## Documento
# # #

# Follia Liverpool: Van Dijk vicinissimo per 70 milioni!



## juventino (6 Giugno 2017)

Una vera e propria follia di mercato quella che sta per compiere il Liverpool: i reds, secondo moltissime testate, sarebbero ad un passo dal difensore del Southampton Virgil Van Dijk. A fare scalpore è la cifra che il club di Klopp starebbe per elargire: 70 milioni di euro, che farebbero di Van Dijk il difensore più caro di sempre.


----------



## juventino (6 Giugno 2017)

Questi sono completamente pazzi. E la Roma gli sta pure per dare Salah per 40 milioni


----------



## Tifo'o (6 Giugno 2017)

juventino ha scritto:


> Una vera e propria follia di mercato quella che sta per compiere il Liverpool: i reds, secondo moltissime testate, sarebbero ad un passo dal difensore del Southampton Virgil Van Dijk. A fare scalpore è la cifra che il club di Klopp starebbe per elargire: 70 milioni di euro, che farebbero di Van Dijk il difensore più caro di sempre.



Con quel mediocre in panchina non andranno da nessuna parte.

Comunque il Liverpool è ormai un club che non tornerà ad essere quello che la sua storia dice.. e non è tanto per questione di soldi, ma perché sbagliano sempre i mercati.

# # #

## Dati grezzi
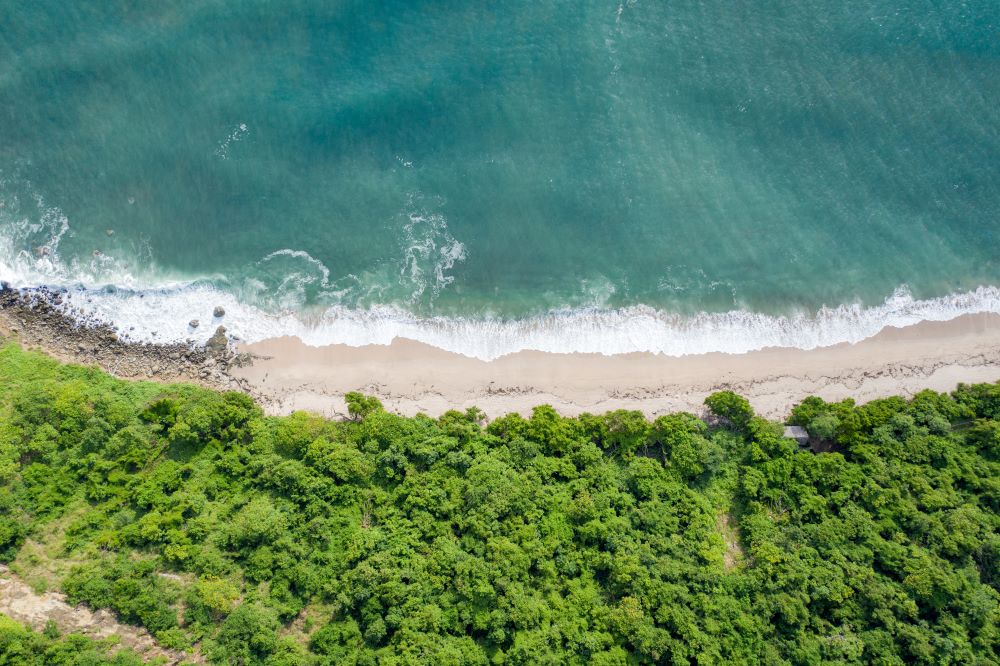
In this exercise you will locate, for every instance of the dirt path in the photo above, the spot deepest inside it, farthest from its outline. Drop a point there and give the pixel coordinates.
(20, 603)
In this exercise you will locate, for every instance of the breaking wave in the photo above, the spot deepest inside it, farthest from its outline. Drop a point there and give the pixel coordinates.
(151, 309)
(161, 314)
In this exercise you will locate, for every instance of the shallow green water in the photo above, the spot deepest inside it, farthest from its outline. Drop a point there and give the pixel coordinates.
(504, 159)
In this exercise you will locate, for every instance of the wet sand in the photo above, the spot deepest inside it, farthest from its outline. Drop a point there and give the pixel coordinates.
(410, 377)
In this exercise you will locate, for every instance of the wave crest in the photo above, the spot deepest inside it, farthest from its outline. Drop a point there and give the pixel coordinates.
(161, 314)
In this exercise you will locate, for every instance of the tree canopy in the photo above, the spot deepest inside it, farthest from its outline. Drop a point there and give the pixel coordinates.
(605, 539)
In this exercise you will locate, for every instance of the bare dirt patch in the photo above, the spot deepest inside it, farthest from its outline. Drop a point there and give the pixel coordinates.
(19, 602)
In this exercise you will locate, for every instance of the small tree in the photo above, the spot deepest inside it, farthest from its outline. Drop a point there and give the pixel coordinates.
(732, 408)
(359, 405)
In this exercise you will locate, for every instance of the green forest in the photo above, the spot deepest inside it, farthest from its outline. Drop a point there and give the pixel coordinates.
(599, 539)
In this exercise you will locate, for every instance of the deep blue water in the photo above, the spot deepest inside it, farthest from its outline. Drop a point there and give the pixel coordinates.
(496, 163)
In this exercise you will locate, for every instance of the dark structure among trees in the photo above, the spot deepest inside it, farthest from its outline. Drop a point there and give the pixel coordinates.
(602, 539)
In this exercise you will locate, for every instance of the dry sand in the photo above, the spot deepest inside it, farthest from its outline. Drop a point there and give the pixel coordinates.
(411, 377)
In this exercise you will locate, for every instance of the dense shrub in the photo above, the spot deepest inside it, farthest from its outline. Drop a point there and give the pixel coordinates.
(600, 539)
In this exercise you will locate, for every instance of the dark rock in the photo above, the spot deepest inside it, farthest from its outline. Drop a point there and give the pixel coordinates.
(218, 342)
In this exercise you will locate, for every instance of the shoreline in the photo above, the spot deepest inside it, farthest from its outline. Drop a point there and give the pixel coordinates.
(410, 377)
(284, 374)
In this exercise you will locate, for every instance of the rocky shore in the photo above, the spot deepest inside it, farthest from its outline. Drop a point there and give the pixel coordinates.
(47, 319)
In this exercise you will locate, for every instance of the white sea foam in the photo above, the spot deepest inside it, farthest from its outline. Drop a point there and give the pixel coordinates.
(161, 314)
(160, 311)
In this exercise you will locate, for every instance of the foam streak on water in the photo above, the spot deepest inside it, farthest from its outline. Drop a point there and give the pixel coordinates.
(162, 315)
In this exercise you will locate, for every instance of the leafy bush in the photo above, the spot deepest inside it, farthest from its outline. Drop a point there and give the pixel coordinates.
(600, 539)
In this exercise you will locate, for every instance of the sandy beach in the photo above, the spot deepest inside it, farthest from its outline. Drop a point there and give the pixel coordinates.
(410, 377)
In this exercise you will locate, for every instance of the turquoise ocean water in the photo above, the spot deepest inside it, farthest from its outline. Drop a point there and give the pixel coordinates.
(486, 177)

# # #

## Compito A
Riporta il passo della discussione su Van Dijk che comincia con "Con quel mediocre" e finisce con "sempre i mercati.".
## Compito B
Nella discussione su Van Dijk, per quanti milioni la Roma starebbe per cedere Salah?
## Compito C
Riprendi la discussione su Van Dijk e continuala dopo l'ultima frase.

## Risposta corretta A
Con quel mediocre in panchina non andranno da nessuna parte.

Comunque il Liverpool è ormai un club che non tornerà ad essere quello che la sua storia dice.. e non è tanto per questione di soldi, ma perché sbagliano sempre i mercati.

## Risposta corretta B
Per 40 milioni.

## Risposta corretta C
Ripeto, fin tanto che continuano a prendere i giocatori da Southampton e squadre di mezza classifica, non andranno da nessuna parte.

Quello che auguro al Milan di non fare lo stesso errore riempiendo la rosa da Atalanta Sassuolo Lazio di turno..


----------



## admin (6 Giugno 2017)

Tifo'o ha scritto:


> Con quel mediocre in panchina non andranno da nessuna parte.
> 
> Comunque il Liverpool è ormai un club che non tornerà ad essere quello che la sua storia dice.. e non è tanto per questione di soldi, perche sbagliano sempre i mercati.
> 
> ...



Già!


----------



## ralf (6 Giugno 2017)

juventino ha scritto:


> Questi sono completamente pazzi. E la Roma gli sta pure per dare Salah per 40 milioni



Anche il City e il Chelsea erano interessati, e cmq Van Djik è uno dei primi 5 difensori della Premier.


----------



## Crazy rossonero 90 (6 Giugno 2017)

juventino ha scritto:


> Una vera e propria follia di mercato quella che sta per compiere il Liverpool: i reds, secondo moltissime testate, sarebbero ad un passo dal difensore del Southampton Virgil Van Dijk. A fare scalpore è la cifra che il club di Klopp starebbe per elargire: 70 milioni di euro, che farebbero di Van Dijk il difensore più caro di sempre.



Otamenti D.Silva e gli altri quanti sono costati ?
Mi pare u botto pure loro..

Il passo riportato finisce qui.